Start of DATA EXTRACTS
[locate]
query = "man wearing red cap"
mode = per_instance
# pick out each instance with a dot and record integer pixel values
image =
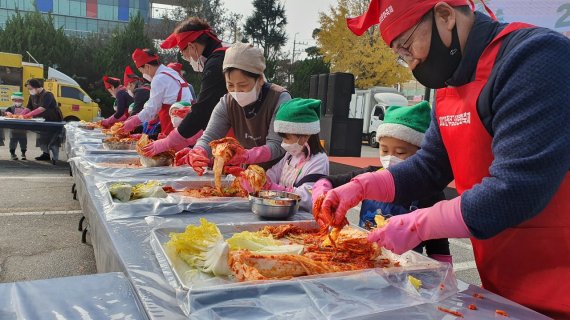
(201, 47)
(178, 68)
(137, 88)
(500, 129)
(166, 88)
(121, 104)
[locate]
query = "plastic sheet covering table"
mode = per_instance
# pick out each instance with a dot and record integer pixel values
(99, 296)
(125, 245)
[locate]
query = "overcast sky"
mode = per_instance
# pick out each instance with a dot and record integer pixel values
(302, 17)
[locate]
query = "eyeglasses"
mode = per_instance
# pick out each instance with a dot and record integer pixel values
(404, 54)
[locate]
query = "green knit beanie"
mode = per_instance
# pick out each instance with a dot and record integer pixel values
(17, 96)
(406, 123)
(298, 116)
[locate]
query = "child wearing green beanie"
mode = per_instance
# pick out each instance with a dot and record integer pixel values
(400, 137)
(297, 122)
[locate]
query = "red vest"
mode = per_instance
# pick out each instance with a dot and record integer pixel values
(164, 114)
(529, 263)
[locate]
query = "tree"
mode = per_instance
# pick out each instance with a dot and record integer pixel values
(266, 28)
(35, 33)
(367, 57)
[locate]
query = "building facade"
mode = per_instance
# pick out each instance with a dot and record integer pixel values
(80, 17)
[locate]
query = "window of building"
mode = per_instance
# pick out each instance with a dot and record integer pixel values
(63, 7)
(74, 8)
(72, 93)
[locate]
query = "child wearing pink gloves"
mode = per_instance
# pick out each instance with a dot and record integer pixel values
(400, 137)
(305, 161)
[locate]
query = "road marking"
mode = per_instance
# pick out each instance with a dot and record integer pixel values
(466, 265)
(59, 177)
(39, 213)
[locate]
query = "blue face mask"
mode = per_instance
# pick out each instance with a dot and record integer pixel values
(389, 160)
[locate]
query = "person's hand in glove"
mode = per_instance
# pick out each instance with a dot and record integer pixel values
(233, 170)
(174, 141)
(198, 158)
(377, 185)
(320, 187)
(404, 232)
(131, 124)
(249, 156)
(181, 157)
(34, 113)
(107, 123)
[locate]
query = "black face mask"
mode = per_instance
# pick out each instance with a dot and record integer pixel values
(441, 61)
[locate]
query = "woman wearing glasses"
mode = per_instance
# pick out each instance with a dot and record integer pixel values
(500, 129)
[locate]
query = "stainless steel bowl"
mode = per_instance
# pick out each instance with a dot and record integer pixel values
(157, 161)
(274, 204)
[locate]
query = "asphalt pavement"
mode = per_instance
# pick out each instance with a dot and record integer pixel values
(39, 218)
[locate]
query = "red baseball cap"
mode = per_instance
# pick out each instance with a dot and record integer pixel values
(395, 16)
(143, 56)
(108, 85)
(175, 66)
(129, 76)
(182, 39)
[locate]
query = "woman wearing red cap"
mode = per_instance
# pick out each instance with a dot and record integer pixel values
(138, 89)
(500, 129)
(176, 66)
(121, 104)
(166, 88)
(201, 47)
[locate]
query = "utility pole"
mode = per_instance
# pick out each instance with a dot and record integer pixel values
(295, 43)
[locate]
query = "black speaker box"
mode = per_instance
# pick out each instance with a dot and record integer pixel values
(314, 87)
(322, 91)
(343, 136)
(340, 90)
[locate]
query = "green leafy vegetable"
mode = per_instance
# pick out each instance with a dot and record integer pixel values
(202, 247)
(121, 191)
(151, 189)
(262, 244)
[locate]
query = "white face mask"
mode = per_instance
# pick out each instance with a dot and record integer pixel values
(389, 160)
(294, 149)
(246, 98)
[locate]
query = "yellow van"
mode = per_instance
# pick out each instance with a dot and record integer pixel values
(74, 102)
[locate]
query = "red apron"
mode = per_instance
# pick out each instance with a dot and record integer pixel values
(530, 263)
(164, 114)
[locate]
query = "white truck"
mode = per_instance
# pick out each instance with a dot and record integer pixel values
(371, 105)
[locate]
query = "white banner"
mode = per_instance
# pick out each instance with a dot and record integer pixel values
(553, 14)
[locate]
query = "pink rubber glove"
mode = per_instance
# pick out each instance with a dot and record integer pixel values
(198, 159)
(181, 157)
(23, 111)
(131, 124)
(174, 141)
(377, 185)
(107, 123)
(319, 188)
(253, 155)
(34, 113)
(406, 231)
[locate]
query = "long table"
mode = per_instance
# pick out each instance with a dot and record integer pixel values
(99, 296)
(123, 245)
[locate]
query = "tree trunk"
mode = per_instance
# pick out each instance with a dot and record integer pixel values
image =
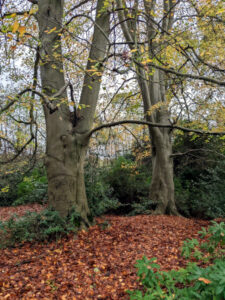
(153, 90)
(162, 184)
(67, 141)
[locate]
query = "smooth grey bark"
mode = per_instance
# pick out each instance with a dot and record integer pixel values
(67, 141)
(153, 90)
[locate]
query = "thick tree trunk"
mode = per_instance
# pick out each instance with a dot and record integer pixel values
(67, 141)
(65, 152)
(65, 170)
(162, 184)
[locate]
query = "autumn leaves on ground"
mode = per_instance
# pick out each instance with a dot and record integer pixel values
(97, 264)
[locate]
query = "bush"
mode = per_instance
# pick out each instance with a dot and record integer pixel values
(44, 226)
(17, 189)
(33, 188)
(193, 282)
(200, 176)
(99, 193)
(8, 191)
(129, 181)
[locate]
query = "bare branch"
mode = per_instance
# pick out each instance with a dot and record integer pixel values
(190, 76)
(150, 124)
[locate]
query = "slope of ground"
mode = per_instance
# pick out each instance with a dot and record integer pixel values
(97, 264)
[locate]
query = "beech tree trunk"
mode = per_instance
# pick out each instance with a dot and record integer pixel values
(162, 184)
(153, 90)
(67, 141)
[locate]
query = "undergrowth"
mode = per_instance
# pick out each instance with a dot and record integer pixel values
(44, 226)
(193, 282)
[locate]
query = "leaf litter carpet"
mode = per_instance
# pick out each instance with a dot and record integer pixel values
(96, 264)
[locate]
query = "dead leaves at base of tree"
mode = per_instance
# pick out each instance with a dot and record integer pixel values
(97, 264)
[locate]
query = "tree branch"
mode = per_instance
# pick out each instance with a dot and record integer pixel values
(150, 124)
(190, 76)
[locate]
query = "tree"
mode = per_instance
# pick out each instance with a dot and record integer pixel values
(162, 54)
(67, 135)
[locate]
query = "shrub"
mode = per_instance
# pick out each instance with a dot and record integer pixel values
(99, 193)
(8, 191)
(44, 226)
(130, 182)
(193, 282)
(17, 189)
(33, 188)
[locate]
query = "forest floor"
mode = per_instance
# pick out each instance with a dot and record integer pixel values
(96, 264)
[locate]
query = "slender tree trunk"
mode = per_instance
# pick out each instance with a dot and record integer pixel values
(153, 89)
(162, 184)
(67, 142)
End of DATA EXTRACTS
• [EXERCISE PROMPT]: Leave the pictures out. Otherwise, output the listing above exactly.

• [RESULT BELOW]:
[locate]
query = "man wearing red cap"
mode = per_instance
# pick out each instance with a dot and record integer pixel values
image =
(201, 47)
(178, 68)
(137, 88)
(500, 129)
(166, 88)
(121, 104)
[locate]
query = "plastic sheet covering table"
mode = per_instance
# pick out each instance with a dot and record integer pixel values
(99, 296)
(125, 245)
[locate]
query = "overcast sky"
mode = per_instance
# pick out each instance with a dot and record integer pixel values
(302, 17)
[locate]
query = "eyeglasses"
mode = per_instance
# pick out each instance with a dot and record integer pixel values
(404, 54)
[locate]
query = "green knit beanie"
mode = per_instance
# pick out each instance with a dot and record integer pixel values
(17, 96)
(406, 123)
(298, 116)
[locate]
query = "child wearing green beanie"
mode = per_instance
# pick out each instance with a dot and record integer pixel values
(400, 137)
(297, 122)
[locate]
query = "red vest"
mode = per_instance
# pick out each instance with a dot and record integer pixel values
(164, 114)
(529, 263)
[locate]
query = "tree"
mode = per_instance
# pick out each instance with a dot and record integer pixel values
(266, 28)
(35, 33)
(367, 57)
[locate]
query = "building facade"
mode = per_instance
# pick out each instance with a dot and record integer pixel values
(80, 17)
[locate]
query = "window of building"
mode = per_instance
# pick out each instance with a dot and record integer pixel values
(63, 7)
(74, 8)
(72, 93)
[locate]
query = "child wearing pink gloves"
mode = per_instance
# pick out each instance with a dot and record integer pixel values
(400, 137)
(305, 161)
[locate]
query = "road marking"
mode = per_instance
# pick out each instance with a dot and record integer pixel values
(466, 265)
(59, 177)
(39, 213)
[locate]
query = "blue face mask"
mode = per_instance
# pick out each instance with a dot and record integer pixel values
(389, 160)
[locate]
query = "person's hand in glove"
mode = per_instance
# pick out each instance with a dot and record integer pixel values
(233, 170)
(174, 141)
(198, 158)
(377, 185)
(320, 187)
(404, 232)
(131, 124)
(249, 156)
(181, 157)
(34, 113)
(107, 123)
[locate]
query = "black face mask"
mode = per_instance
# pick out each instance with a dot and record integer pixel values
(441, 61)
[locate]
query = "woman wearing glasses"
mode = per_instance
# pick out each instance with a dot and record integer pixel values
(500, 129)
[locate]
query = "stainless steel bowl"
mode = per_instance
# pick out each instance with a dot and record integer pixel values
(157, 161)
(274, 204)
[locate]
query = "asphalt pavement"
mode = per_instance
# pick out each instance with a dot and record integer pixel values
(39, 218)
[locate]
query = "red baseball cap"
mode = per_instance
# pick out each instance with a dot and record integer pixel values
(395, 16)
(143, 56)
(108, 85)
(175, 66)
(129, 76)
(182, 39)
[locate]
query = "woman wearing red cap"
mode = per_instance
# pick out each instance with a dot and record integer pixel values
(138, 89)
(500, 129)
(176, 66)
(121, 104)
(166, 88)
(201, 47)
[locate]
query = "utility pole"
mode = per_instance
# pick out each instance with a dot and record integer pixel values
(295, 43)
[locate]
query = "black speaker box"
mode = per_instance
# pick out each instance with a dot and record integer pixel values
(314, 87)
(322, 91)
(343, 136)
(340, 90)
[locate]
query = "green leafy vegetable"
mode = per_instance
# pick out each instance with a dot and record integer pixel values
(202, 247)
(121, 191)
(151, 189)
(262, 244)
[locate]
query = "white face mask"
mode = per_instance
# pick out each instance with a dot and record integer pixel values
(389, 160)
(294, 149)
(246, 98)
[locate]
query = "yellow van"
mode = per_instance
# pick out each instance with a dot and record integer pixel values
(74, 102)
[locate]
query = "red apron"
mode = per_instance
# pick out each instance with a dot and record integer pixel values
(530, 263)
(164, 114)
[locate]
query = "white truck"
mode = per_instance
# pick out each instance with a dot and record integer pixel values
(371, 105)
[locate]
query = "white banner"
mode = per_instance
# pick out each instance with a dot and record integer pixel values
(553, 14)
[locate]
query = "pink rubber glove"
mode = per_instance
# pick out each instance with a dot and record integer pixel values
(198, 159)
(181, 157)
(23, 111)
(131, 124)
(174, 141)
(377, 185)
(107, 123)
(319, 188)
(253, 155)
(34, 113)
(406, 231)
[locate]
query = "long table"
mode = per_instance
# pick out each instance with a dot and record integer pixel values
(99, 296)
(123, 245)
[locate]
query = "tree trunk"
mode = per_instance
# pick out each instance with a dot and record integer pixel values
image =
(153, 90)
(162, 184)
(67, 141)
[locate]
query = "smooth grey bark"
mode = per_instance
# pick out each instance with a dot and record integer pixel values
(67, 141)
(153, 90)
[locate]
query = "thick tree trunk"
mode = per_instance
# pick out each instance with a dot and record integer pixel values
(67, 141)
(65, 152)
(65, 170)
(162, 184)
[locate]
query = "autumn leaves on ground"
mode = per_instance
# pick out each instance with a dot and record integer pixel values
(97, 264)
[locate]
query = "bush"
mode = per_instance
# pick out each instance with a dot and record integer pixel values
(44, 226)
(17, 189)
(33, 188)
(193, 282)
(200, 176)
(99, 193)
(8, 191)
(129, 181)
[locate]
query = "bare branch"
mode = per_instance
# pick out each instance with a dot and record integer pixel values
(190, 76)
(150, 124)
[locate]
query = "slope of ground"
mode = per_instance
# pick out each instance with a dot and record integer pixel values
(97, 264)
[locate]
query = "beech tree trunk"
mode = per_instance
# pick out each instance with a dot and record integer pixel values
(162, 184)
(153, 90)
(67, 141)
[locate]
query = "undergrowth"
mode = per_instance
# pick out each instance with a dot and record integer pixel values
(44, 226)
(193, 282)
[locate]
query = "leaf litter carpet"
mode = per_instance
# pick out each instance with a dot and record integer pixel values
(96, 264)
[locate]
query = "dead leaves at base of tree"
mode = per_instance
# pick out each instance with a dot and record integer pixel values
(97, 264)
[locate]
query = "tree branch"
mode = per_instance
# pick out each instance with a dot and record integer pixel values
(150, 124)
(190, 76)
[locate]
query = "tree"
mode = per_instance
# pick out each instance with a dot and record integer pixel values
(162, 54)
(67, 135)
[locate]
query = "shrub"
mode = per_instance
# pick out each instance with a dot and record integer pixel values
(99, 193)
(8, 191)
(44, 226)
(130, 182)
(193, 282)
(17, 189)
(33, 188)
[locate]
query = "forest floor"
mode = per_instance
# pick out each instance with a dot and record integer pixel values
(96, 264)
[locate]
query = "slender tree trunk"
mode = per_instance
# pick out each instance with a dot and record integer pixel values
(153, 89)
(162, 184)
(67, 142)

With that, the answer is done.